■ Document extract
########

Now is better. Let now check for invalid value. An invalid value is a value smaller than or equal to 0. If we don't remove such values they can "break" the training models for example - they can cause overfitting. We are going to get only the players with positive value.

In [5]:
players_data = players_data.loc[players_data.Value > 0]
players_data.shape

(17725, 74)

We have removed over 200 invalid for our case entries. Let's now make the same thing but for the players overall.

In [6]:
players_data = players_data.loc[players_data.Overall > 0]
players_data.shape

(17725, 74)

The Overall is valid. Let's now remove all non-numeric entries from the skills columns.

In [18]:
def remove_non_numeric_entries(dataset, column):
    """
    Remove all non-numeric entries in the column of the dataset
    """

########

■ Record list
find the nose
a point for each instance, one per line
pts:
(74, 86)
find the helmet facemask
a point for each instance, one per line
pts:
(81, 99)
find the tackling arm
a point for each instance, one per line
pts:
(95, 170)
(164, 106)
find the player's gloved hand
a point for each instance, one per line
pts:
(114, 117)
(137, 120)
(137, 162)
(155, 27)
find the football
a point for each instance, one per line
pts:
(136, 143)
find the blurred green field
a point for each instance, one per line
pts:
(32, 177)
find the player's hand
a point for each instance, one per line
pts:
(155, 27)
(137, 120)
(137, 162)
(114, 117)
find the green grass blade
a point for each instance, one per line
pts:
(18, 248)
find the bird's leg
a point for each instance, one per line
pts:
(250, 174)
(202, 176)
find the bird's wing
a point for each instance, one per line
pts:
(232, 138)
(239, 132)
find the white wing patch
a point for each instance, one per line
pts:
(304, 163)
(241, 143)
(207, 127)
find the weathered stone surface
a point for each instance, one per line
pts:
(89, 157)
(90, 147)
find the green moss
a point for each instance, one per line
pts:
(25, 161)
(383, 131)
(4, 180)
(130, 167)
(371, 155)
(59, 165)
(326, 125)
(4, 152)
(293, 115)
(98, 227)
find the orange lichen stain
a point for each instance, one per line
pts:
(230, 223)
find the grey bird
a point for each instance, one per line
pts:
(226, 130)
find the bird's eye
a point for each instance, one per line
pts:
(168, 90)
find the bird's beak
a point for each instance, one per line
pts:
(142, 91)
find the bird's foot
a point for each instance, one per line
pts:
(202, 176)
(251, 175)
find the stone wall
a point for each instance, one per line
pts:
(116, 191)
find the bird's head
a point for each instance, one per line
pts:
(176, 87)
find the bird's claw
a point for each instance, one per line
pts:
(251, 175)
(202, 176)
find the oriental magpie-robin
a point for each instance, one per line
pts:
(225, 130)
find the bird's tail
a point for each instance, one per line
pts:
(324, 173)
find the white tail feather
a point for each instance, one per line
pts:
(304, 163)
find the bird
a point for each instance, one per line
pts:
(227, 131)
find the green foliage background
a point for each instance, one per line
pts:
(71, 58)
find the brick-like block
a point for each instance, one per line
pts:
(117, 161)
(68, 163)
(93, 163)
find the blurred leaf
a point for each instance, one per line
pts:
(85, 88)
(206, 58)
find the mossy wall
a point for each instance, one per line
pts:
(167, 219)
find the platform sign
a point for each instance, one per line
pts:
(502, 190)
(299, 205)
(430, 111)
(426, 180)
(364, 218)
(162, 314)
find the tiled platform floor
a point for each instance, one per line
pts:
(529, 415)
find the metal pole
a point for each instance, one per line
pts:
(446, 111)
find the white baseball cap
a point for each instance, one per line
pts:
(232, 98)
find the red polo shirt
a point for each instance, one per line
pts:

########

■ Exercises
• A. List every input marker of the form "In [number]" that appears in the player-data notebook excerpt.
• B. According to the player-data notebook excerpt, what counts as an invalid value?
• C. From the player-data notebook excerpt, extract the passage from "Now is better." to "the players overall.", word for word.

■ Correct answers
• A.
In [5]
In [6]
In [18]

• B. A value smaller than or equal to 0.

• C.
Now is better. Let now check for invalid value. An invalid value is a value smaller than or equal to 0. If we don't remove such values they can "break" the training models for example - they can cause overfitting. We are going to get only the players with positive value.

In [5]:
players_data = players_data.loc[players_data.Value > 0]
players_data.shape

(17725, 74)

We have removed over 200 invalid for our case entries. Let's now make the same thing but for the players overall.